BEGIN RECORDS TO USE

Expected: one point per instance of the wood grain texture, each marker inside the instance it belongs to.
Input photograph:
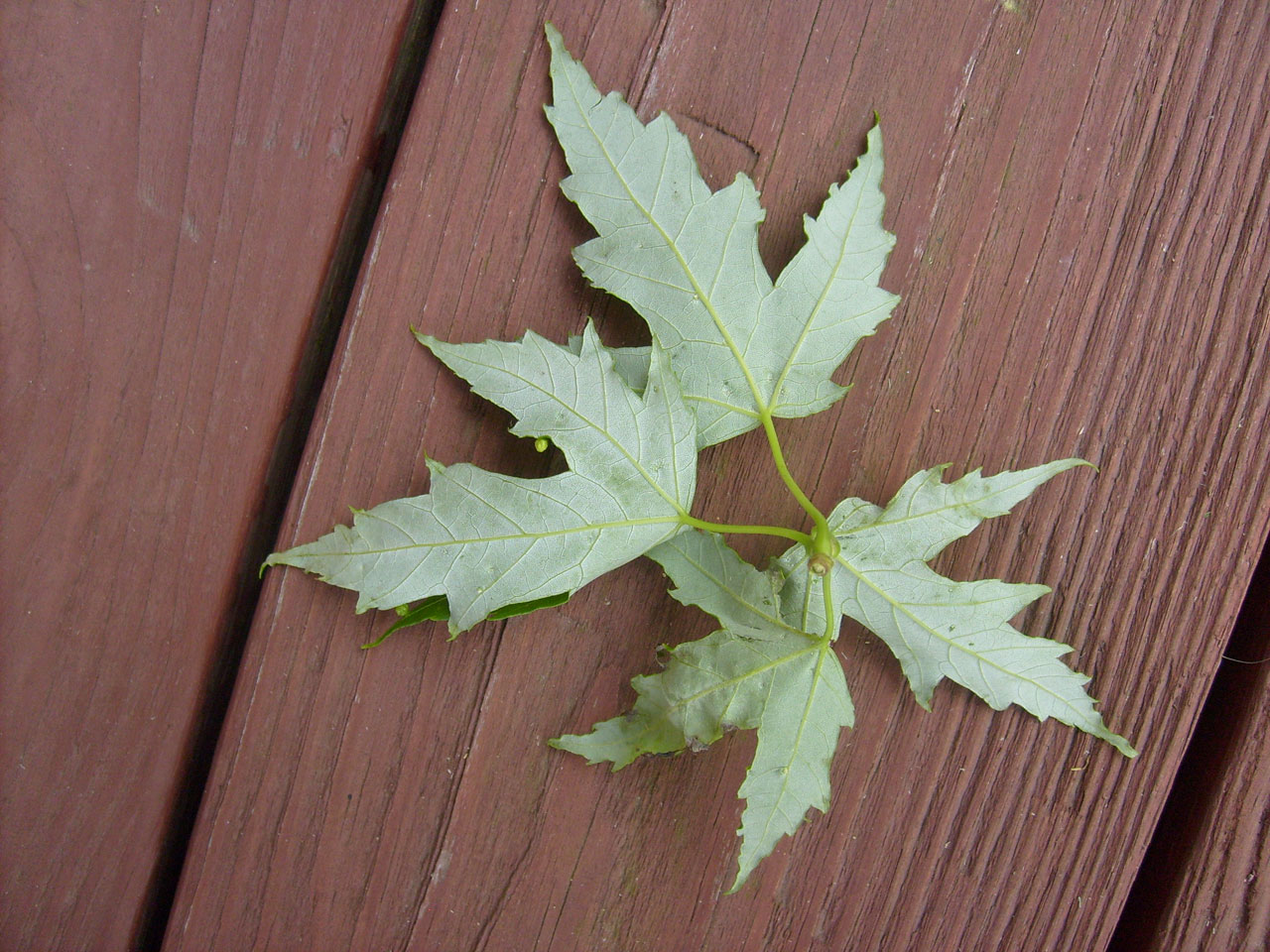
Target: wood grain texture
(1079, 194)
(176, 178)
(1203, 884)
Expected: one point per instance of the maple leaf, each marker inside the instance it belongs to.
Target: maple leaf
(688, 261)
(731, 349)
(485, 539)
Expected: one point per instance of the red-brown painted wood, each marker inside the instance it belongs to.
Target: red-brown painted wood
(1079, 194)
(1203, 884)
(176, 178)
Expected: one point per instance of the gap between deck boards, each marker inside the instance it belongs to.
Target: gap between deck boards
(336, 291)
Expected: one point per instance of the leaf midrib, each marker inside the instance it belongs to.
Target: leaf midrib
(760, 404)
(952, 644)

END RECORDS TO USE

WHAT TO PRODUCE
Shift every answer coordinate in the records above by adding 115 to each number, then write out all the lines again, requests included. Leave out the pictures.

WORKED SOLUTION
Expected: one point per instance of the wood grain texture, each marker inside the instance it belongs to.
Input photograph:
Target: wood grain texture
(1194, 309)
(291, 293)
(1318, 999)
Expected: one point per instance of the maple leaf, each marker inside the instance it belongs to.
Target: maple leaf
(803, 376)
(846, 464)
(600, 654)
Expected: one point per instance of the red-brown painted wood, each marker inside the instance it belongs to.
Target: red-brown painted wood
(1194, 309)
(1318, 999)
(291, 293)
Expected: one point per instance of the gap between deck boards, each marker inside the instance it belongs to.
Target: gap between deck boards
(451, 406)
Expected: one point per instance of the leaf midrib, each marker inside the instance it belongs to.
Target: leaf midrib
(875, 519)
(1067, 759)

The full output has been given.